INSTRUCTIONS TO FOLLOW - Your reply should reproduce the data below without a single alteration, apart from dropping the images.

***** DATA EXCERPTS *****

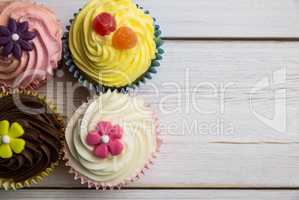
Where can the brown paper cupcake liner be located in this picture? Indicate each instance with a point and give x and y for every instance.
(9, 184)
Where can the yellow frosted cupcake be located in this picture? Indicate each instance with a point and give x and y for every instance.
(112, 43)
(30, 139)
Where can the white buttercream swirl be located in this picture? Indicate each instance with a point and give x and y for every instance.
(139, 138)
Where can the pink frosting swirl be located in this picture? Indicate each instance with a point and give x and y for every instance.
(37, 65)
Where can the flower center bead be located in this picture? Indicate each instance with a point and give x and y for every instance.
(15, 37)
(5, 139)
(105, 139)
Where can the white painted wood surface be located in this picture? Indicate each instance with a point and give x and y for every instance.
(245, 153)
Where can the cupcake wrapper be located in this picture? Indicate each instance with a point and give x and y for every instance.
(9, 184)
(104, 186)
(96, 87)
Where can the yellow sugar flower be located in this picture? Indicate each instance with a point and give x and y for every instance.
(9, 139)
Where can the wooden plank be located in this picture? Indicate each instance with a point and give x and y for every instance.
(212, 19)
(245, 152)
(155, 195)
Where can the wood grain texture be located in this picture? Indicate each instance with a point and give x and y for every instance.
(245, 152)
(154, 194)
(212, 19)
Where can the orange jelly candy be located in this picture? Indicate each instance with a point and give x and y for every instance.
(124, 38)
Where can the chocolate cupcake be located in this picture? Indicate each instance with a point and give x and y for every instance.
(112, 44)
(30, 44)
(30, 139)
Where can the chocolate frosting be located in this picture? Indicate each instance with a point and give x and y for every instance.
(42, 136)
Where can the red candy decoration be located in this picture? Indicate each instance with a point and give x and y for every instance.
(104, 24)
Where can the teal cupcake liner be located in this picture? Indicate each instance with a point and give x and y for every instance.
(98, 88)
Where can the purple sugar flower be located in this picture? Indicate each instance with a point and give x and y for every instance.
(15, 38)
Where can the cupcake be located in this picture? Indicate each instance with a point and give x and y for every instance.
(111, 140)
(30, 139)
(112, 44)
(30, 44)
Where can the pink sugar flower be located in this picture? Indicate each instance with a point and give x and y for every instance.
(106, 139)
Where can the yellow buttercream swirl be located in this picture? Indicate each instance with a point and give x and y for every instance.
(96, 57)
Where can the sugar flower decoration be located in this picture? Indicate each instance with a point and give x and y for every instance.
(106, 140)
(9, 139)
(15, 38)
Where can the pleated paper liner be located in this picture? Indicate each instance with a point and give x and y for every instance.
(9, 184)
(104, 186)
(96, 87)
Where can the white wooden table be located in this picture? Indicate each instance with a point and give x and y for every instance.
(224, 72)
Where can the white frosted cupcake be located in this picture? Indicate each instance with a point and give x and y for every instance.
(111, 140)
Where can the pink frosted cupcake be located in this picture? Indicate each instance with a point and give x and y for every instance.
(111, 140)
(30, 44)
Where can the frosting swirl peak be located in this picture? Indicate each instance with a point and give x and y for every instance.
(34, 66)
(110, 60)
(138, 137)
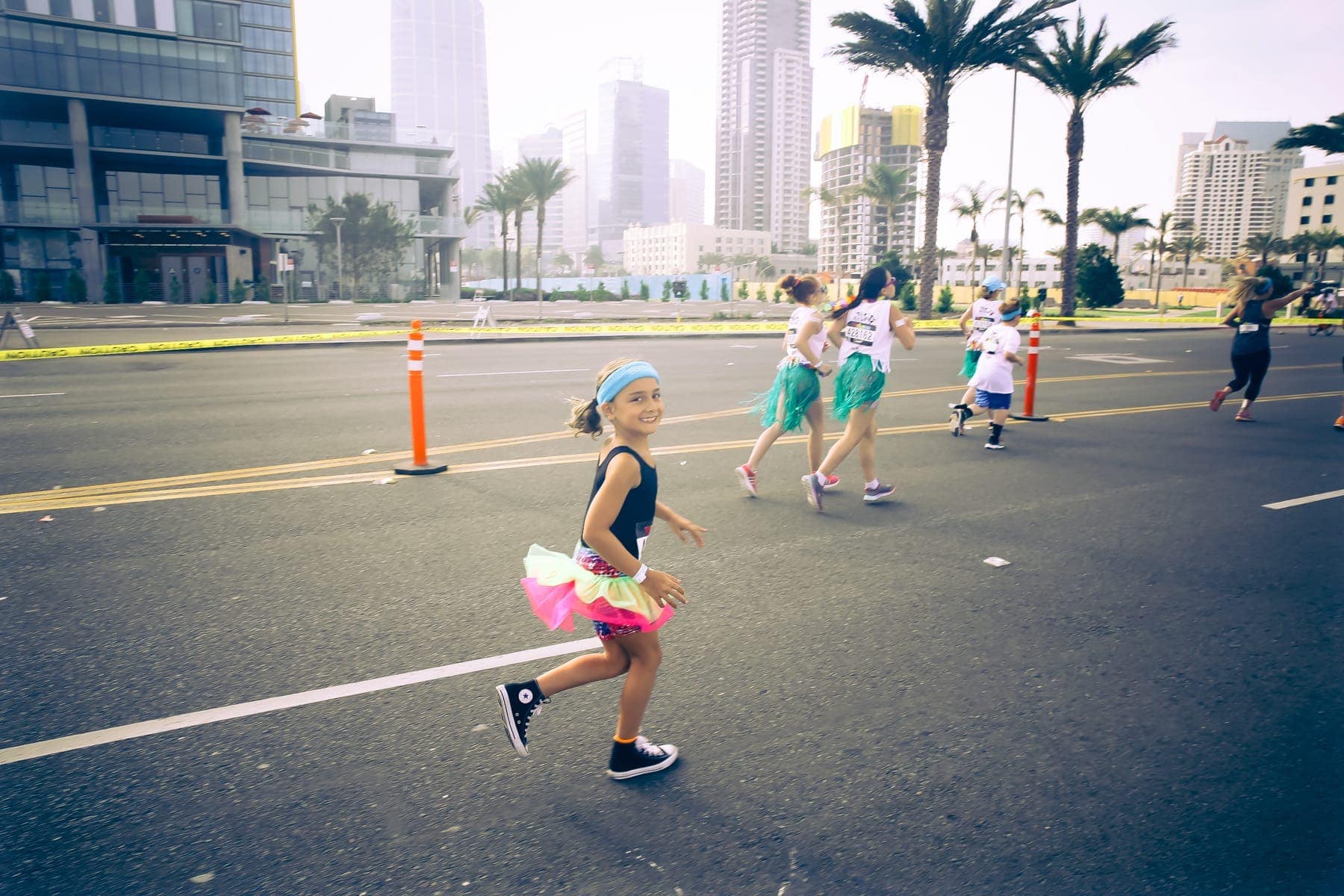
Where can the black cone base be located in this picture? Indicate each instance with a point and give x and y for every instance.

*****

EXERCISE SOLUTION -
Where can the brown paper cupcake liner be located in this picture? Indicate each instance with a point and give x and y for every instance.
(9, 184)
Where can the yellow frosted cupcake be located in this picture? Indicate each instance with a point and give x and y for every instance.
(112, 43)
(30, 139)
Where can the white buttercream swirl be located in this picture? Indicate each instance with a point and give x and y for every instance.
(139, 138)
Where can the pink frosting swirl be located in this picture? Indicate each instance with a point and give x and y for every instance.
(37, 65)
Where can the flower center bead be located in this picture? Indicate each instance with a point and give x and y for every instance.
(15, 37)
(5, 139)
(105, 139)
Where can the white painted wood surface be located in this picture? Indicate each instance with a point and give x and y for every instance.
(245, 153)
Where can the cupcake wrapper be located in this picture? Indicate each instance with a point and give x and y for every instance.
(9, 184)
(104, 186)
(96, 87)
Where can the yellow sugar flower be located in this picture? Indicate each instance with a point and give x and y for every instance.
(9, 139)
Where can the wooden plank be located in this picture? Indicate each instance with a point and give x and y for every instance.
(212, 19)
(245, 152)
(155, 195)
Where can the wood grain texture be located in this picture? Indicate each instance with a point and give x and y for every instance.
(245, 152)
(154, 194)
(212, 19)
Where can the orange jelly candy be located in this picture? Indicate each instance with a point and give x and y for every instance.
(124, 38)
Where can the chocolate cupcake be located in this picture? Indicate each instance with a point and give x and y for every instance.
(112, 44)
(30, 44)
(30, 139)
Where can the chocolate frosting be located in this picture? Indicate each instance with a point and give x and y for every instance.
(42, 136)
Where can the red candy decoration be located in this picture? Indicate each instance with a point and give x and y for every instance.
(104, 24)
Where can the teal cupcake liner be located in this picture? Indicate each instance with a point and give x and y for every instance.
(98, 88)
Where can the purple sugar flower be located in this picture? Indicate each instance with a point and give x and y for every instance.
(15, 38)
Where can the cupcake be located in this picture? Indicate each instance with a point and give x and y for every instance.
(111, 140)
(30, 139)
(112, 44)
(30, 44)
Where can the pink sugar flower be located in this picture? Indicate each instance with a point and give x and y for every instance.
(106, 139)
Where can the yellow buttercream swirl be located in this picture? Indicate each instance with a point and give x and y for every instance.
(96, 57)
Where can the sugar flower decoration be located in this picture? Indicate each instance with a point and give x and y for every instance.
(106, 140)
(9, 139)
(15, 38)
Where can the pleated paper liner be located in this picture? Indicate each instance with a point and give x and y for every instance.
(9, 184)
(104, 186)
(96, 87)
Where can the white wooden table be located in this picture? Indicate each instance with a point and give x and y for every instance.
(224, 72)
Where can the white frosted cupcake be located in this picture? Indicate each instance with a point and give x and y for every instance.
(111, 140)
Where can the pink frosted cupcake be located in this picture? Indicate each instance with a point and give x and y for every instance.
(111, 140)
(30, 44)
Where can the frosting swirl peak be located in this picture? Indicate each instance with a point and give x and y for every instance.
(34, 66)
(110, 60)
(138, 137)
Where can the black cone base be located in this picture? Indicate each instance with a point and give x and y for every instance.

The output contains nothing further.